To give more space to music composition and piano synthesis, we also used PUTTY as user interface instead of LCD since updating LCD takes too much time and is not necessary for the project.

Related Projects and Research Papers

There are certain projects and research papers that are relevant to our auto-composing system, though the focus is different.

Microsoft's SongSmith is a project that the computer generates chords to accompany the melody as user sings. It uses a Hidden Markov Model to predict the next note the user is likely to sing and generate chords accordingly. Allan and William's research paper "Harmonising Chorales by Probabilistic Inference" focuses on generating harmonization of Johann Sebastian Bach's style to a melody by using Hidden Markov Model.[1] Chuan and Chew's research paper "A Hybrid System for Automatic Generation of Style-Specific Accompaniment" describes their system which is able to generate style-specific chord for a melody by incorporating the New-Riemanian transforms between checkpoints into a Markov chain. [2]

Our project, the "Auto-composing System", is very different from all the above projects in that our system is able to generate the melody itself, rather than generating a chord real time for an unknown melody. The generation of chord of our system is different from the above projects too, since the melody is determined and known at the time when we generate the chord, instead of using a Markov chain to generate chord, we use a different probabilistic approach.

Hardware Design

Hardware Design Overview

The purpose of the hardware in the project is to provide the MCU with user's selection and the notes user played. And also clearly generate the physical sound from the pulse width modulated signal from the MCU. The system is designed to minimize the operating complexity and maximize the sound quality.

Piano Keyboard Input

The 23 piano keyboard keys are each connected to a wire on the circuit board. To make them to active-low switches that are electrically detectable, we connected the wires to VCC through a 5 kilo-olm resistor. Thus, when the keys are idle, the output voltage is VCC and when keys are pressed, the output voltage approaches zero.

Due to the limited number of input ports on the STK 500, the 23 piano keys from the keyboard cannot be directly connected to the MCU. Instead, they are connected to three 8-3 hardware priority encoders to reduce the number of inputs. The piano keys are divided into three sections, each correspond to seven or eight inputs. Each section is directly connected to its own encoder and produces four encoded outputs: the Enable Output (EO) bit and A0 to A2 encoded bits. The total twelve outputs from the three sections are then connected to the input ports of the STK 500. The software will later decode and debounce the signals to determine which key has been pressed.

> [Data block]:
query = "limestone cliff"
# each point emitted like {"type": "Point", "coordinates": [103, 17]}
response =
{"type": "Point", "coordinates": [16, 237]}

> [Prompt A]: Please check each statement against the auto-composing system text and answer yes or no, quoting the exact words of the text that decide it. (i) SongSmith uses a Hidden Markov Model to predict the next note the user is likely to sing. (ii) The 23 piano keys are wired straight to the MCU. (iii) The project used an LCD as its user interface.
> [Prompt B]: Carry on the auto-composing system text from its final sentence.

> [Reply A]:
(i) Yes: "It uses a Hidden Markov Model to predict the next note the user is likely to sing"
(ii) No: "the 23 piano keys from the keyboard cannot be directly connected to the MCU"
(iii) No: "we also used PUTTY as user interface instead of LCD"

> [Reply B]:
The idea of reading piano input via priority encoder is influenced by a previous year's project (A Keyboard Synthesizer Workstation by Matt Ferrari and Alec Hollingswirth).

encoder

Figure 4: SN74HC148N Priority Encoder

Keypad Input

The keypad we used in this project is a 9-pin one with connectors on the top. The first four pins of the connector are connected to the four columns of the keypad and the following four pins connected to the four rows of the keypad. To figure out which button the user has pushed, a lookup table is set up in the software to determine the correct button. The keypad inputs are also debounced in software using a state machine we¡¯ve used for push buttons.

keypad

Figure 5: Keypad circuit

Low Pass Filter Output

The pulse width modulated signal output from the MCU carries high frequency components resulting from the edges of the square waves. Those high frequency noises sound very unpleasant in the speaker and would ruin the overall sound quality if not processed. Thus, we add a low-pass filter with a 10 kilo-olm resistor and a 0.1uF capacitor to get the time constant to be 1ms. This filter effectively eliminates the undesired harsh harmonics of the PWM output.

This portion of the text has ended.